[Document excerpt]
━━━━━━━━

Recommendation System Algorithms: An Overview
By Daniil Korbut, Statsbot.
Today, many companies use big data to make super relevant recommendations and growth revenue. Among a variety of recommendation algorithms, data scientists need to choose the best one according a business’s limitations and requirements.
To simplify this task, the Statsbot team has prepared an overview of the main existing recommendation system algorithms.
Collaborative filtering (CF) and its modifications is one of the most commonly used recommendation algorithms. Even data scientist beginners can use it to build their personal movie recommender system, for example, for a resume project.
When we want to recommend something to a user, the most logical thing to do is to find people with similar interests, analyze their behavior, and recommend our user the same items. Or we can look at the items similar to ones which the user bought earlier, and recommend products which are like them.
These are two basic approaches in CF: user-based collaborative filtering and item-based collaborative filtering, respectively.

━━━━━━━━

[Required tasks]
1. From the recommendation algorithms overview, reproduce word for word the passage starting at "When we want" and ending at "are like them.".
2. Pick up the overview of recommendation system algorithms right after its last sentence and keep writing it.

━━━━━━━━

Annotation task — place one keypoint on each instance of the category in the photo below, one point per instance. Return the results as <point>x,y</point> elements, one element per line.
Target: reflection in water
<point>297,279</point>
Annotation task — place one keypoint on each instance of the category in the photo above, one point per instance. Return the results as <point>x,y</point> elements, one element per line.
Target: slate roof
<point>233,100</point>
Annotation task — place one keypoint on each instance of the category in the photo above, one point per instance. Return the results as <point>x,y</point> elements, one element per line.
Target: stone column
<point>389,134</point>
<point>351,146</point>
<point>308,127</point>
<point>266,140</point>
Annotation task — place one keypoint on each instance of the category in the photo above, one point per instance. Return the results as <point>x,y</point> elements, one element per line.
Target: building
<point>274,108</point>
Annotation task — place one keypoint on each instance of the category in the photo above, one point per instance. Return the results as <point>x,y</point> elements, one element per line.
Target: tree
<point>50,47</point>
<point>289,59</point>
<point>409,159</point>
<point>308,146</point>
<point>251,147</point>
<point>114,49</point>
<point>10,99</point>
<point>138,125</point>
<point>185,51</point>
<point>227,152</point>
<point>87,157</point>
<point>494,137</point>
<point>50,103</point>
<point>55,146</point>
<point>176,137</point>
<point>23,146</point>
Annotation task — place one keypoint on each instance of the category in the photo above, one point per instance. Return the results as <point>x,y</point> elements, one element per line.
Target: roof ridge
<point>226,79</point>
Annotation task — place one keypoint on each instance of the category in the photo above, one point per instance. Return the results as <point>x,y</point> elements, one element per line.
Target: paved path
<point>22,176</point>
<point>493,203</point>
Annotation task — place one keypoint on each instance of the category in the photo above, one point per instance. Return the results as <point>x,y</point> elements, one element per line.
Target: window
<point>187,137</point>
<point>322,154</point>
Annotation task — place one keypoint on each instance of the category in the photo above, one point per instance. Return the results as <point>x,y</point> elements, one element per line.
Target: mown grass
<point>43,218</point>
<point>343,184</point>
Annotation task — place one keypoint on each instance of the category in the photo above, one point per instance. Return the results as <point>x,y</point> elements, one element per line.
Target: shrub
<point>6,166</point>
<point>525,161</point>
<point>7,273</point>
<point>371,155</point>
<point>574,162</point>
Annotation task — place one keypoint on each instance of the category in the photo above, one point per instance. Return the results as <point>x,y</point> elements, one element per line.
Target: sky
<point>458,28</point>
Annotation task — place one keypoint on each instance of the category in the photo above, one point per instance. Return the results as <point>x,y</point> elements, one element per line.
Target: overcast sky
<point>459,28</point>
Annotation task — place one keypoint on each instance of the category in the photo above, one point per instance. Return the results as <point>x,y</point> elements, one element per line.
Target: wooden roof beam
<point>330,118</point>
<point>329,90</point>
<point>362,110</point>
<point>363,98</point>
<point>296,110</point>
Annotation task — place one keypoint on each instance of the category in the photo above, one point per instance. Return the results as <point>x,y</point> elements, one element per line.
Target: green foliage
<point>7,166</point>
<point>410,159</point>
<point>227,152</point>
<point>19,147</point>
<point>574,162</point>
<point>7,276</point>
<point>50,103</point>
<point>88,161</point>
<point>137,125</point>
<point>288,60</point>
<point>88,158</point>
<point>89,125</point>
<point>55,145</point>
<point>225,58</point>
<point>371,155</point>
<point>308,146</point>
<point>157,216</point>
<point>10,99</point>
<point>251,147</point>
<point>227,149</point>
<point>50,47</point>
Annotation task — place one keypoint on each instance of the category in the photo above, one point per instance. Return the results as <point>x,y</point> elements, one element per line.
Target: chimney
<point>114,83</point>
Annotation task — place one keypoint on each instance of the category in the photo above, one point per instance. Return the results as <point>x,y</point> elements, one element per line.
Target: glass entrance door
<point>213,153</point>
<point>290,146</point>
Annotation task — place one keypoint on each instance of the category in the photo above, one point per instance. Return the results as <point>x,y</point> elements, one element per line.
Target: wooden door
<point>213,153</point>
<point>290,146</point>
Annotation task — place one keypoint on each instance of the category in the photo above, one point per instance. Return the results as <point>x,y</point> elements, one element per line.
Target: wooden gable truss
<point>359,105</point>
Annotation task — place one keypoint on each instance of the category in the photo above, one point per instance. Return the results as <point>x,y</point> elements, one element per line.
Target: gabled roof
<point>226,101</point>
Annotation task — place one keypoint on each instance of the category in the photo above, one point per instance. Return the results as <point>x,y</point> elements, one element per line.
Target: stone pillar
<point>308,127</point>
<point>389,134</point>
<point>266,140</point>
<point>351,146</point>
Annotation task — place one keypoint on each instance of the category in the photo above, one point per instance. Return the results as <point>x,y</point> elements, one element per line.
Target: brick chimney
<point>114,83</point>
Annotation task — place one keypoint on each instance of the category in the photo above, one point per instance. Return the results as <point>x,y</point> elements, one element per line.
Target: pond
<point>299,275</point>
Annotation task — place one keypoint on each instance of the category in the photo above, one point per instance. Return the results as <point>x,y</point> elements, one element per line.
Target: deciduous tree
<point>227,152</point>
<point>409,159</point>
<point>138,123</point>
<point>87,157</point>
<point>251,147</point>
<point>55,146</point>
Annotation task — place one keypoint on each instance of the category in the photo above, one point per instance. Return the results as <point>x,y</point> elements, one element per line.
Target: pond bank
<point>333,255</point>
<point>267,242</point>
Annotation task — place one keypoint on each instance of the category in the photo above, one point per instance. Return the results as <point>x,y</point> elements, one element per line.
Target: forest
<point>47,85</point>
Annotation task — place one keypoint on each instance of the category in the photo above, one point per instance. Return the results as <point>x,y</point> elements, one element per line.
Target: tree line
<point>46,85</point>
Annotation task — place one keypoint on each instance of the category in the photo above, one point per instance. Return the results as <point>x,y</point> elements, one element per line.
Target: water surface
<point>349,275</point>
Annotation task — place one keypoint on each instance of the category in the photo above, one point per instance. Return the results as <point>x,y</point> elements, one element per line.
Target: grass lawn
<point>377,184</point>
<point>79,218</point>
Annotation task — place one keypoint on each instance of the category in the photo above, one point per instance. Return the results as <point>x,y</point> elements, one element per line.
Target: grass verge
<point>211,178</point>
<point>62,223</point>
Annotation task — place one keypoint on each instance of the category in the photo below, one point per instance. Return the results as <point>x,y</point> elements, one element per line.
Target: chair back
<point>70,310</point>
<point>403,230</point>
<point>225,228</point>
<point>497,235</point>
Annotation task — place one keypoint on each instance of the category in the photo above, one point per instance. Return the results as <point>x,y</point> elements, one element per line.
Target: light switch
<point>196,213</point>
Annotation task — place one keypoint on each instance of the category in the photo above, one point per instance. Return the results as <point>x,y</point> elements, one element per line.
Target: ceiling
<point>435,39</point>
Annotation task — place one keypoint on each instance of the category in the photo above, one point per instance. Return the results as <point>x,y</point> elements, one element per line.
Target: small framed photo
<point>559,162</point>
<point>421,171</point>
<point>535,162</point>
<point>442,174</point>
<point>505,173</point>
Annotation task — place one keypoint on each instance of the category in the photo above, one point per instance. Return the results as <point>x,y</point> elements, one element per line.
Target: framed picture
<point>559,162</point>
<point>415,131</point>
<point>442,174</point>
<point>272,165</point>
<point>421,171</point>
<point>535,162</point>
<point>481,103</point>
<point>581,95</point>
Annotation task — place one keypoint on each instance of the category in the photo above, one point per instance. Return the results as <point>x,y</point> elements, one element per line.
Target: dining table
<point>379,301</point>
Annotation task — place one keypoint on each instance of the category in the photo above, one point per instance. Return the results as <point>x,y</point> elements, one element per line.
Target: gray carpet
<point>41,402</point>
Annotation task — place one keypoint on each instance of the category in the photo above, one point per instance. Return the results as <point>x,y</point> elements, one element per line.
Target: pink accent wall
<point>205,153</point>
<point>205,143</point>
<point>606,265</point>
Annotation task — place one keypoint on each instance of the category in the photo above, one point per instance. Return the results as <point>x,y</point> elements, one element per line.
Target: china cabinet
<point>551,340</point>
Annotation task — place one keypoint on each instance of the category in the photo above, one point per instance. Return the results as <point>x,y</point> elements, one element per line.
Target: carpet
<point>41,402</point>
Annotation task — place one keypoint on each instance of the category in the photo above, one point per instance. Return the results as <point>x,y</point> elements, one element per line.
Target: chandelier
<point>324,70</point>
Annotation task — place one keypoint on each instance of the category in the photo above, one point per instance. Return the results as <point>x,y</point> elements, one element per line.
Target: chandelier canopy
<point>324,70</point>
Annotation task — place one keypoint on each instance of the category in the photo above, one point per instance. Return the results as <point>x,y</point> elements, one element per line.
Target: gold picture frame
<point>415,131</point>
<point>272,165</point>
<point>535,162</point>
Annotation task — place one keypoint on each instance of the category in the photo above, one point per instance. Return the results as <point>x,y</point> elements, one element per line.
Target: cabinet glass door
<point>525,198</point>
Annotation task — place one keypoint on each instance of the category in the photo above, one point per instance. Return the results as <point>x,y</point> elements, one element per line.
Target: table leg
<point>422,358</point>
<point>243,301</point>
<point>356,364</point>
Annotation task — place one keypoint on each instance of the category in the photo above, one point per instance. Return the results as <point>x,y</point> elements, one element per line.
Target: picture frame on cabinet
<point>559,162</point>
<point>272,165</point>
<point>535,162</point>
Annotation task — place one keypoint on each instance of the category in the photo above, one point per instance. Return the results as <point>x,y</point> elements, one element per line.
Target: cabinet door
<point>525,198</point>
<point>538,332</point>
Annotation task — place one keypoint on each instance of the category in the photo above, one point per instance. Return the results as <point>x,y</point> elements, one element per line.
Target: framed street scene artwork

━━━━━━━━

[Responses by task]
1.
When we want to recommend something to a user, the most logical thing to do is to find people with similar interests, analyze their behavior, and recommend our user the same items. Or we can look at the items similar to ones which the user bought earlier, and recommend products which are like them.

2.
In both cases this recommendation engine has two steps:
- Find out how many users/items in the database are similar to the given user/item.
- Assess other users/items to predict what grade you would give the user of this product, given the total weight of the users/items that are more similar to this one.
What does “most similar” mean in this algorithm?
All we have is a vector of preferences for each user (row of the matrix R) and the vector of user ratings for each product (columns of the matrix R).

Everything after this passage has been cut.